**Region pointing data:**
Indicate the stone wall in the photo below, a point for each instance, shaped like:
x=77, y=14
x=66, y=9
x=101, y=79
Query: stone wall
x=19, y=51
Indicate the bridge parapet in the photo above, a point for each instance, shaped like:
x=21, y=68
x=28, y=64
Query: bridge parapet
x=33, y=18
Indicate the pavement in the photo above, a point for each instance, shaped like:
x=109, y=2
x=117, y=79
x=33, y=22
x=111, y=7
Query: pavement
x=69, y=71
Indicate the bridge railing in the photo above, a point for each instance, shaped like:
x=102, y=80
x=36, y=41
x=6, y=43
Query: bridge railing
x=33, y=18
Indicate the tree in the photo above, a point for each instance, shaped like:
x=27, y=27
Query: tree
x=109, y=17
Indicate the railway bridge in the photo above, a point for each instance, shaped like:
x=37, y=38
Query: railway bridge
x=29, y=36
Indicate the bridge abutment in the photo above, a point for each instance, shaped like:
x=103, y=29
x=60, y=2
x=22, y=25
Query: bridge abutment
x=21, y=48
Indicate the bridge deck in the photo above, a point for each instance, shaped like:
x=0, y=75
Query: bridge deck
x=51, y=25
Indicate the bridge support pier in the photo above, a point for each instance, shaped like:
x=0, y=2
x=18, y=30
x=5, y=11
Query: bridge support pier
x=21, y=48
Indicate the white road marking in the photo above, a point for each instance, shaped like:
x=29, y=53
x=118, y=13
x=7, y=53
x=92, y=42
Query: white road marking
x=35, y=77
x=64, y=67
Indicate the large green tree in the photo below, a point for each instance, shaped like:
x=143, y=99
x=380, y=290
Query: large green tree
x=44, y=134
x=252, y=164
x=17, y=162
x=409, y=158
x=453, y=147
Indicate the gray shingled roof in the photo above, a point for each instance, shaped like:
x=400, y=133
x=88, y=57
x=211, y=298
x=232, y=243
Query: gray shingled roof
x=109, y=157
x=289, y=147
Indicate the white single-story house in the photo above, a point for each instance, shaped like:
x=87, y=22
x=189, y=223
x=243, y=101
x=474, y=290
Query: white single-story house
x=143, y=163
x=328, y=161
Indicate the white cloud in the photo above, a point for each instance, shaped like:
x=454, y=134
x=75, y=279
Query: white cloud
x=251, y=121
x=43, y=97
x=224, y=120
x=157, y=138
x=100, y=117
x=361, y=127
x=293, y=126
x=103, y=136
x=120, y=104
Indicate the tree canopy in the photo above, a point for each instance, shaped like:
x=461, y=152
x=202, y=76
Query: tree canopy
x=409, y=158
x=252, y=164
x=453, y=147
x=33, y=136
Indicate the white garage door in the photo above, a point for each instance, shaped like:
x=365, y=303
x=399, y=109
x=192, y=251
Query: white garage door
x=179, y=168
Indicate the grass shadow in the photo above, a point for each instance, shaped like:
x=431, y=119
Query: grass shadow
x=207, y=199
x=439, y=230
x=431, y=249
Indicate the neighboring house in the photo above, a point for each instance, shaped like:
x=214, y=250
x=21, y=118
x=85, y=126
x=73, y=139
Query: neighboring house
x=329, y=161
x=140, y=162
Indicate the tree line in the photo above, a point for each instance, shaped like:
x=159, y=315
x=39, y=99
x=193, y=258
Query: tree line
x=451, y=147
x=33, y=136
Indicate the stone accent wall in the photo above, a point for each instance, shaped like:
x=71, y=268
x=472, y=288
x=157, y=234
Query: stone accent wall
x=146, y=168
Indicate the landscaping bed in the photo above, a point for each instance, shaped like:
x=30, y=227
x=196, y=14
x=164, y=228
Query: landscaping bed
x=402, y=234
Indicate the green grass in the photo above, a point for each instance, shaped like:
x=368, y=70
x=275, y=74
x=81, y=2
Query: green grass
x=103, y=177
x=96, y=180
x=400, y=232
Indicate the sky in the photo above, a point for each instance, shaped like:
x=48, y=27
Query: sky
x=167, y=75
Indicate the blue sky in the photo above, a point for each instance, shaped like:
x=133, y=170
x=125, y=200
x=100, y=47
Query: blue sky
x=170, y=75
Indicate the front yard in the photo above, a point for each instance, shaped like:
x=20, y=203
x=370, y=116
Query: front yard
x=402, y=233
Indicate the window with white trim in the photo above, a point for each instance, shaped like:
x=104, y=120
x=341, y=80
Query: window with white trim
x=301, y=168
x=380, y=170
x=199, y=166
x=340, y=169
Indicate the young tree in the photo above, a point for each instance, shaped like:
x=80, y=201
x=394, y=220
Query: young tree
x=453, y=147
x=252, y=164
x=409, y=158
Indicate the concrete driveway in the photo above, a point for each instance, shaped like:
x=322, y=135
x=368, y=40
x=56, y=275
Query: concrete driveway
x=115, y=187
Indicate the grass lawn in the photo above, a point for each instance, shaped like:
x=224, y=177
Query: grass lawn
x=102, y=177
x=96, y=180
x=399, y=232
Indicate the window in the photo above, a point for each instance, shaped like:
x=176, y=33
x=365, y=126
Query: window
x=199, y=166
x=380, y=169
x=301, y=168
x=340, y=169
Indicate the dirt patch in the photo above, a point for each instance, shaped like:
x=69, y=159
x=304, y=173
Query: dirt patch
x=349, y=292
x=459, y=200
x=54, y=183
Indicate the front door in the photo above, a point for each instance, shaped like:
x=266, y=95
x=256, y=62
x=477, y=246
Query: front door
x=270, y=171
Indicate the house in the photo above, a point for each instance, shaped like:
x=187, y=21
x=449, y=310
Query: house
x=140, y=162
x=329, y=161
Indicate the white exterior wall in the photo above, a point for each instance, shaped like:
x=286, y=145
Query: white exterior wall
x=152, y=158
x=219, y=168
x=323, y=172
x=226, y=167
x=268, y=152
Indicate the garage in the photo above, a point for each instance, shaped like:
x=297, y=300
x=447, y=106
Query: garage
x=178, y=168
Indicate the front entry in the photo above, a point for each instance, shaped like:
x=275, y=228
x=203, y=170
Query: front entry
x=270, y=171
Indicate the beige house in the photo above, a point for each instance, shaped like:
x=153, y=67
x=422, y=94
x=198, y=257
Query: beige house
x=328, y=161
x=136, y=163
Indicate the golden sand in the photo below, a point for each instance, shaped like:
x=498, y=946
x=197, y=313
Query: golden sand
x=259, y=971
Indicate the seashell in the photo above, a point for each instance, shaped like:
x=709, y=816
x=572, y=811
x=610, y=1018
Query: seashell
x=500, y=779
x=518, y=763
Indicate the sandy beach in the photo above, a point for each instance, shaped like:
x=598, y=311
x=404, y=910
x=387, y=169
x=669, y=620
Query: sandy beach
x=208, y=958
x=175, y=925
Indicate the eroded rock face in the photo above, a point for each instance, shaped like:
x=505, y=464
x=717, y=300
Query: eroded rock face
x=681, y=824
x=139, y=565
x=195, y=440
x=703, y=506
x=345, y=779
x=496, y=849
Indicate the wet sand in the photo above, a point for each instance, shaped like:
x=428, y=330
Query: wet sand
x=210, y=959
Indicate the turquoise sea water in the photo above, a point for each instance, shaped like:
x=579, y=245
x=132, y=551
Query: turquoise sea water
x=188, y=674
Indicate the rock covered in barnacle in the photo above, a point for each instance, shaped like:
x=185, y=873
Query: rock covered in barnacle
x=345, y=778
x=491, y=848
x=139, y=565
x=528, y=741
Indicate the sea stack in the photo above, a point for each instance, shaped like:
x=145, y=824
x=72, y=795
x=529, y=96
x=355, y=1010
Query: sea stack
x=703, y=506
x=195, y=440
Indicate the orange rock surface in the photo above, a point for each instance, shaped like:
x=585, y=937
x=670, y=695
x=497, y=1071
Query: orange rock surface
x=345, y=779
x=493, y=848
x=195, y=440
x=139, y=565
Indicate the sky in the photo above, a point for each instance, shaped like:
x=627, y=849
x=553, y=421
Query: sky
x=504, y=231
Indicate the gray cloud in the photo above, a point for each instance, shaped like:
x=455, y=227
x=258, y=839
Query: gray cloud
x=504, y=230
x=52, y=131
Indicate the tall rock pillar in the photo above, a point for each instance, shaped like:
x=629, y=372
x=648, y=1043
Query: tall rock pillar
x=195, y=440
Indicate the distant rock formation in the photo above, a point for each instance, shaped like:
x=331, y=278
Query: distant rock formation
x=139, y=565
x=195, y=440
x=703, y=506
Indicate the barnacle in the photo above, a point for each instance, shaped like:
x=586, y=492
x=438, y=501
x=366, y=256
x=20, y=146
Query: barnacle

**Your instructions:** Find the string "below" in the entries above. Copy each line where it occurs.

**Solution:**
Indicate the stone wall in the photo below, a point for each instance, shaped like:
Indicate the large green tree in the photo below, a point for each instance, shaped like:
Indicate the golden sand in the photo below, a point for each instance, shaped like:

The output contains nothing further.